**Task details**
Rewrite every item below with each "screenshot" changed to "photo", keeping the rest the same, and leave out the pictures.

**Entries**
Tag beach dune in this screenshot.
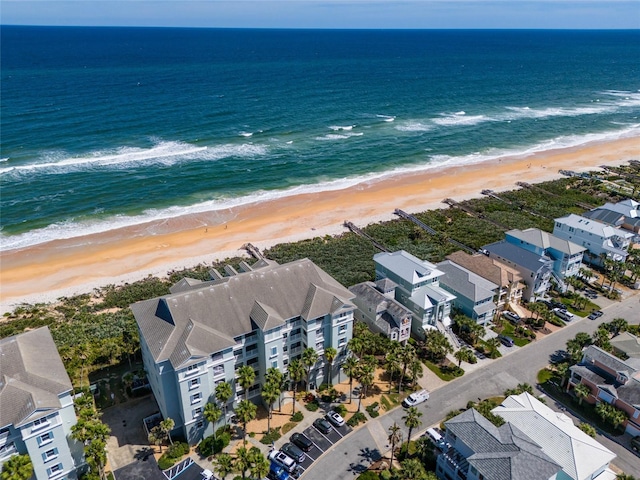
[0,137,640,312]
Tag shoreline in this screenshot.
[0,137,640,313]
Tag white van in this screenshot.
[553,308,574,322]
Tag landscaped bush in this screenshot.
[347,412,367,427]
[367,402,380,418]
[333,404,347,418]
[260,427,282,445]
[305,401,319,412]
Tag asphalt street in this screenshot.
[303,295,640,480]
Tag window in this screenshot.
[33,417,49,430]
[47,463,62,478]
[42,448,58,462]
[38,432,53,447]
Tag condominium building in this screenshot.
[373,250,455,338]
[131,259,356,444]
[0,327,84,480]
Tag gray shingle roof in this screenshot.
[506,228,587,255]
[483,240,552,272]
[445,408,560,480]
[438,260,498,302]
[0,327,72,427]
[492,392,615,480]
[131,259,354,368]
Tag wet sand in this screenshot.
[0,137,640,312]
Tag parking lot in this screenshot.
[280,416,353,473]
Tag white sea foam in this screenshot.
[432,112,493,127]
[0,141,267,176]
[316,132,364,141]
[0,124,640,251]
[396,120,434,132]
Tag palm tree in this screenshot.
[213,453,234,478]
[402,407,422,442]
[249,447,271,478]
[287,358,304,413]
[453,347,474,368]
[160,417,176,445]
[324,347,338,386]
[387,422,402,469]
[342,355,360,403]
[302,347,318,390]
[236,400,258,445]
[216,382,233,427]
[233,447,251,478]
[573,383,591,405]
[262,383,280,433]
[236,365,256,399]
[0,454,33,480]
[208,402,222,439]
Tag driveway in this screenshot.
[102,395,158,470]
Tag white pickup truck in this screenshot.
[402,390,429,407]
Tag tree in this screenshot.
[0,454,33,480]
[288,358,304,413]
[387,422,402,469]
[216,382,233,427]
[208,402,222,439]
[249,447,271,478]
[160,417,176,445]
[453,347,475,367]
[302,347,318,390]
[402,407,422,442]
[342,355,360,403]
[213,453,234,478]
[236,365,256,399]
[573,383,591,405]
[578,422,596,438]
[233,447,251,478]
[236,400,258,445]
[262,383,280,433]
[324,347,338,385]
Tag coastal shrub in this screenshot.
[347,412,367,427]
[304,400,319,412]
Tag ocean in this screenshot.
[0,26,640,251]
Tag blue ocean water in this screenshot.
[0,26,640,250]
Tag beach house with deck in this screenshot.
[131,259,356,444]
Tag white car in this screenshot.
[402,390,429,407]
[326,411,344,427]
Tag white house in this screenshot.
[0,327,84,480]
[373,250,455,338]
[131,259,356,444]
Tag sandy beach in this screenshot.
[0,137,640,313]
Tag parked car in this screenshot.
[553,308,574,322]
[326,411,344,427]
[280,442,307,463]
[402,390,429,407]
[502,310,521,323]
[289,433,313,452]
[313,418,333,435]
[269,450,298,473]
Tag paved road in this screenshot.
[304,295,640,480]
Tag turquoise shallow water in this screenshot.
[0,26,640,250]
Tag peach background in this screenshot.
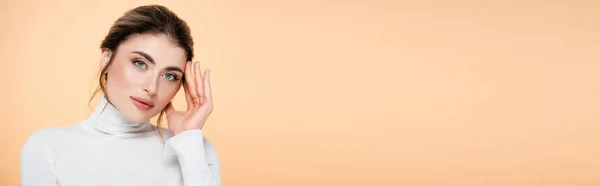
[0,0,600,186]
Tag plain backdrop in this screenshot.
[0,0,600,186]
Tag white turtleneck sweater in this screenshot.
[21,96,221,186]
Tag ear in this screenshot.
[100,48,112,68]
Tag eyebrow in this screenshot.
[165,67,183,74]
[132,51,183,74]
[131,51,156,64]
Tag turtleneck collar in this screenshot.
[90,95,154,138]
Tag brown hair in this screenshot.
[88,5,194,140]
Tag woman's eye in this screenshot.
[165,73,178,81]
[133,61,146,68]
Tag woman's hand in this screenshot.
[166,62,213,135]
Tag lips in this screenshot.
[129,96,154,110]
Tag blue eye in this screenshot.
[133,61,146,68]
[165,73,178,81]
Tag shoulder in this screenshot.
[25,127,66,144]
[21,127,64,155]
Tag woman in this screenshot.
[21,5,221,186]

**The result**
Tag beach dune in this photo.
[0,137,640,312]
Tag shoreline in this photo.
[0,137,640,313]
Tag white van in this photo.
[553,308,574,322]
Tag landscaped bush in this photo.
[347,412,367,427]
[367,402,380,418]
[333,404,347,418]
[260,427,282,445]
[305,401,319,412]
Tag asphalt street in this photo.
[303,295,640,480]
Tag window in this photo.
[33,417,49,430]
[47,463,62,478]
[42,448,58,462]
[38,432,53,447]
Tag condominium building in this photo.
[373,250,455,338]
[131,259,356,444]
[0,327,84,480]
Tag gray shingle roof in this photo.
[506,228,587,255]
[483,240,552,272]
[445,408,560,480]
[438,260,498,302]
[0,327,72,427]
[492,392,615,480]
[131,259,354,368]
Tag wet sand in this photo.
[0,137,640,312]
Tag parking lot in this photo.
[280,416,353,473]
Tag white sea foam in this photo.
[432,112,493,127]
[0,141,267,176]
[316,132,364,141]
[0,124,640,251]
[396,120,434,132]
Tag palm tree in this photo.
[213,453,234,478]
[402,407,422,442]
[249,447,271,478]
[287,358,304,413]
[453,347,474,368]
[160,417,176,445]
[324,347,338,386]
[387,422,402,469]
[342,355,360,403]
[302,347,318,390]
[236,400,258,445]
[216,382,233,427]
[233,447,251,478]
[573,383,591,405]
[262,383,280,433]
[236,365,256,399]
[0,454,33,480]
[208,402,222,439]
Tag driveway in this photo.
[102,395,158,470]
Tag white pickup truck in this photo.
[402,390,429,407]
Tag tree in this photo.
[0,454,33,480]
[288,358,304,413]
[387,422,402,469]
[216,382,233,427]
[208,402,222,439]
[249,447,271,478]
[160,417,176,445]
[453,347,475,367]
[302,347,318,390]
[402,407,422,442]
[342,355,360,403]
[213,453,234,478]
[236,365,256,399]
[573,383,591,405]
[578,422,596,438]
[233,447,251,478]
[236,400,258,445]
[262,383,280,433]
[324,347,338,385]
Tag coastal shrub in this photo.
[347,412,367,427]
[304,400,319,412]
Tag ocean in this photo.
[0,26,640,251]
Tag blue ocean water in this photo.
[0,26,640,250]
Tag beach house with deck in this photo.
[131,259,356,444]
Tag white car in this photo.
[402,390,429,407]
[326,411,344,427]
Tag white house in this photo.
[0,327,84,480]
[373,250,455,338]
[131,259,356,444]
Tag sandy beach in this photo.
[0,137,640,313]
Tag parked car in this photo.
[553,308,574,322]
[326,411,344,427]
[280,442,307,463]
[402,390,429,407]
[502,310,521,323]
[289,433,313,452]
[313,418,333,435]
[269,450,298,473]
Tag paved road in this photo.
[304,295,640,480]
Tag turquoise shallow water in this photo.
[0,26,640,250]
Tag peach background in this photo.
[0,0,600,186]
Tag plain backdrop in this photo.
[0,0,600,186]
Tag white turtleneck sweater in this photo.
[21,96,221,186]
Tag ear in this photo.
[100,48,112,68]
Tag eyebrow in this photo.
[165,67,183,74]
[132,51,183,74]
[131,51,156,64]
Tag turtleneck collar in this photo.
[90,95,154,138]
Tag brown hair in this photo.
[88,5,194,140]
Tag woman's eye in this photo.
[165,73,178,81]
[133,61,146,68]
Tag woman's hand in this photo.
[166,62,213,135]
Tag lips in this photo.
[129,96,154,110]
Tag blue eye in this photo.
[133,61,146,68]
[165,73,178,81]
Tag shoulder in this photo.
[25,127,66,144]
[21,127,64,155]
Tag woman in this photo.
[21,5,221,186]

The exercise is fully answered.